The request:
Your task is to copy the listing exactly. Drop any pictures from the copy.

Given information:
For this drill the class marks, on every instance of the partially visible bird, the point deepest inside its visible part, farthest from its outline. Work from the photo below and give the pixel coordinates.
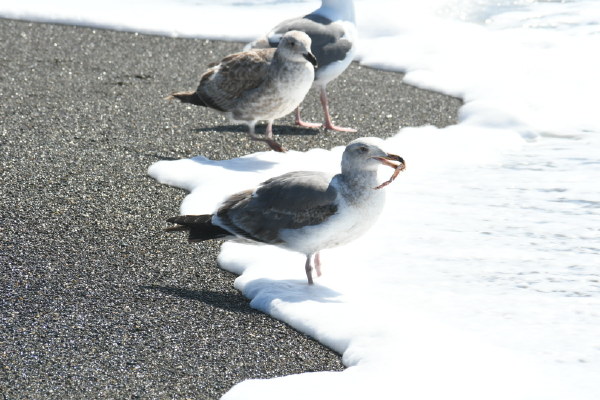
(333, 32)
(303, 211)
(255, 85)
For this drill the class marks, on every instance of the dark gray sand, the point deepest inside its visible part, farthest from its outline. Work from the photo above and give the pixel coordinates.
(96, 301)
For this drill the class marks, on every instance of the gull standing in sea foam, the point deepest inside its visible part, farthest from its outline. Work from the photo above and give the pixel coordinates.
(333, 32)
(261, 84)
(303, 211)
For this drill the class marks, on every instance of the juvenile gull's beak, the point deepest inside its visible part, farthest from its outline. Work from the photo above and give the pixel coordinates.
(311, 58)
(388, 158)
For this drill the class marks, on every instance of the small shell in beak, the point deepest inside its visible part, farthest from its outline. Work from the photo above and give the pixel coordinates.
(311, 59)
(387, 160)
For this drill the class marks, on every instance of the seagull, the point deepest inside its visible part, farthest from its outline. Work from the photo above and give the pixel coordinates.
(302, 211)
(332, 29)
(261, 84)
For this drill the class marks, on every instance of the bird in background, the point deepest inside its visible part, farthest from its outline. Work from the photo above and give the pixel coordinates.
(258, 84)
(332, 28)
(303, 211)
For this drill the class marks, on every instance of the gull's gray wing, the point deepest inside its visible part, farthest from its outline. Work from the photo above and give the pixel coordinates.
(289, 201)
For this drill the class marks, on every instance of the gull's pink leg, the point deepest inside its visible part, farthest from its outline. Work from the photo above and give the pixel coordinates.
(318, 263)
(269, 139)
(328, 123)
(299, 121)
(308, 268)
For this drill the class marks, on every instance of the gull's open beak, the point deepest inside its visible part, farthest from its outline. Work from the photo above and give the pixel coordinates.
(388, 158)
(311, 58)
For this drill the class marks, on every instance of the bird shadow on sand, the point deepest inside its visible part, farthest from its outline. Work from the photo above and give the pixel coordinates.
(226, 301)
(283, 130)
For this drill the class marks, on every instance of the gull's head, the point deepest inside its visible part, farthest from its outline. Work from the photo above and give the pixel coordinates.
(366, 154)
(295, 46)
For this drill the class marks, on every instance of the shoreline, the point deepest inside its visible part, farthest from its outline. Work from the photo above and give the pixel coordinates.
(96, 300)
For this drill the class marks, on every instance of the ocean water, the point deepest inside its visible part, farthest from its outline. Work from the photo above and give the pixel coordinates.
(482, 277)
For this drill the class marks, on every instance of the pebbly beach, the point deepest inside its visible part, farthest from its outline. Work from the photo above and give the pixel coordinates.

Response to the exercise:
For this drill the class marks, on every instance of the partially visible bird, the point deepest inside its visible part, farthest from its outline. Work from the photo below and give the pixel coordinates.
(333, 32)
(303, 211)
(255, 85)
For this drill the class marks, on every instance of the dark gray sand, the point deepest inside its visible part, farthest from its outline. Work from the photo above and give the pixel coordinates.
(96, 301)
For this drill the class marks, on every instance of the gull standing in sea foam, the point deepest inside its visible part, farthest from its outline. Work from the photo above and give the pixel coordinates.
(333, 32)
(261, 84)
(303, 211)
For this drill the class marks, on every instance of the juvenile gull's beak, the point deepest inside its visible part, farthest from its outline. Work from the photo above and give the pixel coordinates.
(311, 58)
(388, 158)
For this drill the class marks, on every instance of the small shell in beak, the point deepest inside its visible part, farthest from its outline. Work from the photo above and give the pixel coordinates.
(311, 59)
(387, 160)
For this drill the class marks, on every instance of the seagull, the point deepest inside its visible part, farthest from its outline. Work from the photo above and give the pixel coordinates.
(302, 211)
(332, 29)
(261, 84)
For this drill the class marks, on every instance of the bird in background, the point deepest inside its visible part, farthest from its outline. Work from the photo above and give the pixel coordinates.
(258, 84)
(332, 28)
(303, 211)
For this drill the class marks, on every instance of the gull's gray wing, the point deepest inside its visible part, farthest from its outline. Work from the photo above and give the pixel coordinates.
(289, 201)
For this drill the class marks, on every instance of the gull's pink leg, the point deepest inside its visible part, farthest from its outline. Work from the photo above and give the pixel coordinates.
(318, 263)
(269, 139)
(328, 123)
(299, 121)
(308, 268)
For this drill the class marks, on every instance of the gull's open beak, the point deepest inside its visible part, farthest from its outline. Work from the photo above and give the pixel coordinates.
(388, 158)
(311, 58)
For this drill the class marks, on every instance of the bird shadow on sand, the point deepest inside its visible part, farthest from its outline. Work from the photo above and give the pixel coordinates.
(226, 301)
(283, 130)
For this drill the class marks, on every instance of the gull's head, the point deepest inside its visible part, farthest from its outline. Work from the photo above and give the pixel coordinates.
(366, 154)
(295, 46)
For this drill the class marks, on every instance of the shoreline, the point deepest inside its visible part, farthest from its outline. Work from the photo above and give the pixel coordinates.
(96, 300)
For this drill the class marks, on every instance of the ocean water, the point deepest inside its visible part, farthest from its outline. Work from the photo above and give the pixel coordinates.
(482, 277)
For this drill the class marks, on every instance of the pebbly beach, the point deepest inside its visible part, farthest from its outline. Work from the photo above and give the pixel coordinates.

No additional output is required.